■ **Stated task 1**:
Answer each question from the forum thread about making Ormus with a blender and magnets.
(a) What magnets did the original poster use for their own blender?
(b) What did the original poster add to the water this morning, and how much?
(c) Where on the blender did Dowzen tape the magnets?
■ **Stated task 2**:
Carry on the forum thread about making Ormus with a blender from its final sentence onward.

--- start Reading passage ---

ORMUS Helping on the Path

*

ORMUS Effect Reports

* * * * * 

How to Make Ormus With a Blender and Magnets

This is deceptively easy, but the continued positive reports on the net will not go away. I didn't try it myself for years because it looked delusional, simplistic and pseudo-scientific. I could accept that White Gold powders worked, but not a blender with magnets. Now I wish I'd made this stuff in 2008, when I came across it...

1- Tape a few magnets to the outside of a blender. Configurations vary, more magnets does not always mean more power. Some people use neodymium magnets. I made mine with 3 cheap toy magnets.

2- Fill the blender with water.

3- (Optional) Add a little salt, or other Ormus high substance. I used 150mg of Magnesium Citrate this morning. If you are sodium sensitive, skip the salt.

4. Drink, duh.

*

I know I'll have lost some readers with the super-simplistic version, but it's worth a shot.

My Results 

My Vortex water is some of the most powerful I have ever tried. I've only been drinking it for 24 hours. Last night I had my first false awakening, and I got a lot closer to lucidity in a nap today. It really is fairy dust...

More later...

----------


## Erii

I have heard of Ormus, and that it is great...i will give it a try sometime

----------


## Supernova

Personally I'd be interested to see the results of a study on this, has there been such a study?

----------


## Dowzen

> Personally I'd be interested to see the results of a study on this, has there been such a study?



Not yet, the resurgence is still just beginning. Thomas Geckler made a start on a small study, but I wouldn't expect a university funded study for a few years.

Til then you've only got anecdotal reports and anon testimonials. I know how easily these can be dismissed. Right now it's up to everyone to personally experiment in the field if they desire.

----------


## PeroPero

wow this sounds easy. but i still got a few questions: 

how long have you mixed it?
where did you tape the magnets on the mixer?
do you think the power of the magnets matter?

cheers

----------


## Dowzen

> how long have you mixed it?



A couple of minutes. I'd do it for longer but I don't want the blender to overheat. _"It's becoming critical, Captain. We can't handle it."_





> where did you tape the magnets on the mixer?



Halfway up, at 90 degrees to each other.

--- end Reading passage ---
--- start Data block ---

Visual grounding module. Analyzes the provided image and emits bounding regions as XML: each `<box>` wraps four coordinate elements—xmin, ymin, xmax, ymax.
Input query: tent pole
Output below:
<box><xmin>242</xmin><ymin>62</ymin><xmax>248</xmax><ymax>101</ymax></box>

--- end Data block ---

■ **Task output 1**:
(a) Three cheap toy magnets.
(b) 150mg of Magnesium Citrate.
(c) Halfway up, at 90 degrees to each other.

■ **Task output 2**:
> do you think the power of the magnets matter?



Probably. It's a little understood science. I've been drinking smoothies for ages from non-magnetised blenders, and I've never felt effects like this. As you can get magnets for 2-3 dollars, it can't hurt.

----------


## Supernova

> Not yet, the resurgence is still just beginning. Thomas Geckler made a start on a small study, but I wouldn't expect a university funded study for a few years.
> 
> Til then you've only got anecdotal reports and anon testimonials. I know how easily these can be dismissed. Right now it's up to everyone to personally experiment in the field if they desire.



Rats.

I'd be interested to examine it myself, although that situation becomes very subjective.  I'm not saying any results I might get wouldn;t be real, but there's no need for some fancy preparation if I'm just doing it with my mind.

----------


## Evolventity

For something that simple and beneficial it not only sounds too good to be true but also worth a try! Couldn't hurt, right. ;P I'll do it later today. Thanks for the intro about Ormus, never heard of it until now.

----------


## ashraen

> Rats.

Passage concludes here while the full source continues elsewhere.